Outward Bound (OB) is an international network of outdoor education organizations that was founded in the United Kingdom by Lawrence Holt and Kurt Hahn in 1941. Today there are organizations, called schools, in over 35 countries which are attended by more than 150,000 people each year. Outward Bound International is a non-profit membership and licensing organisation for the international network of Outward Bound schools. The Outward Bound Trust is an educational charity established in 1946 to operate the schools in the United Kingdom. Separate organizations operate the schools in each of the other countries in which Outward Bound operates.

Outward Bound helped to shape the U.S. Peace Corps and numerous other outdoor adventure programs. Its aim is to foster the personal growth and social skills of participants by using challenging expeditions in the outdoors.

Dataset excerpts:

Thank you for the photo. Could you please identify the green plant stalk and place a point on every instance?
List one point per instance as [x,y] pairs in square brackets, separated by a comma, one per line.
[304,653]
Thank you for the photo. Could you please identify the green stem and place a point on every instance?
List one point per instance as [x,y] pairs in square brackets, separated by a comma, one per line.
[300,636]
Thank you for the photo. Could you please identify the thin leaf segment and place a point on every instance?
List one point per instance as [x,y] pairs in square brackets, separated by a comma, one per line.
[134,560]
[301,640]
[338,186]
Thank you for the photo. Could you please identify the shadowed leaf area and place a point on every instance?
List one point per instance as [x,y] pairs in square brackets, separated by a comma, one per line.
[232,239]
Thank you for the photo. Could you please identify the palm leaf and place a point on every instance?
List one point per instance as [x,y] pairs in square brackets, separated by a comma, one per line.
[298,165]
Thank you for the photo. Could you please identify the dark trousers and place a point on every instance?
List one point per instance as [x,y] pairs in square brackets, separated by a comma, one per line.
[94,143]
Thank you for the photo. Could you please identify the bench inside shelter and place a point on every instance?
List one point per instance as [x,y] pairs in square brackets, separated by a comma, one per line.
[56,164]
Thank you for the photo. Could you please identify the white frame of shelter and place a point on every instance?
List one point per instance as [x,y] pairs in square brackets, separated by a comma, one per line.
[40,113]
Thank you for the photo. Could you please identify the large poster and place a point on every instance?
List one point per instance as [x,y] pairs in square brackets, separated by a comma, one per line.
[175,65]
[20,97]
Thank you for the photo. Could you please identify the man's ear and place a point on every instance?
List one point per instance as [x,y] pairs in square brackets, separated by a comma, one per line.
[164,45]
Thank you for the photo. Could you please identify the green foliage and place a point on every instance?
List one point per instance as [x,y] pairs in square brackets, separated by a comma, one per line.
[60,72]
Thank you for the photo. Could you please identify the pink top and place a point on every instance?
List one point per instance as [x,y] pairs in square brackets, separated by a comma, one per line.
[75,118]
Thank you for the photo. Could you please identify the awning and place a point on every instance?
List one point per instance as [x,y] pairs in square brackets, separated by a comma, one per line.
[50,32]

What to do:
1) Reproduce the whole Outward Bound text word for word.
2) Copy everything in the listing from the line containing "Thank you for the photo. Could you please identify the large" down to the end of the listing, both ends included, with no changes.

Correct answers:
1)
Outward Bound (OB) is an international network of outdoor education organizations that was founded in the United Kingdom by Lawrence Holt and Kurt Hahn in 1941. Today there are organizations, called schools, in over 35 countries which are attended by more than 150,000 people each year. Outward Bound International is a non-profit membership and licensing organisation for the international network of Outward Bound schools. The Outward Bound Trust is an educational charity established in 1946 to operate the schools in the United Kingdom. Separate organizations operate the schools in each of the other countries in which Outward Bound operates.

Outward Bound helped to shape the U.S. Peace Corps and numerous other outdoor adventure programs. Its aim is to foster the personal growth and social skills of participants by using challenging expeditions in the outdoors.

2)
Thank you for the photo. Could you please identify the large poster and place a point on every instance?
List one point per instance as [x,y] pairs in square brackets, separated by a comma, one per line.
[175,65]
[20,97]
Thank you for the photo. Could you please identify the man's ear and place a point on every instance?
List one point per instance as [x,y] pairs in square brackets, separated by a comma, one per line.
[164,45]
Thank you for the photo. Could you please identify the green foliage and place a point on every instance?
List one point per instance as [x,y] pairs in square brackets, separated by a comma, one per line.
[60,72]
Thank you for the photo. Could you please identify the pink top and place a point on every instance?
List one point per instance as [x,y] pairs in square brackets, separated by a comma, one per line.
[75,118]
Thank you for the photo. Could you please identify the awning and place a point on every instance?
List one point per instance as [x,y] pairs in square brackets, separated by a comma, one per line.
[50,32]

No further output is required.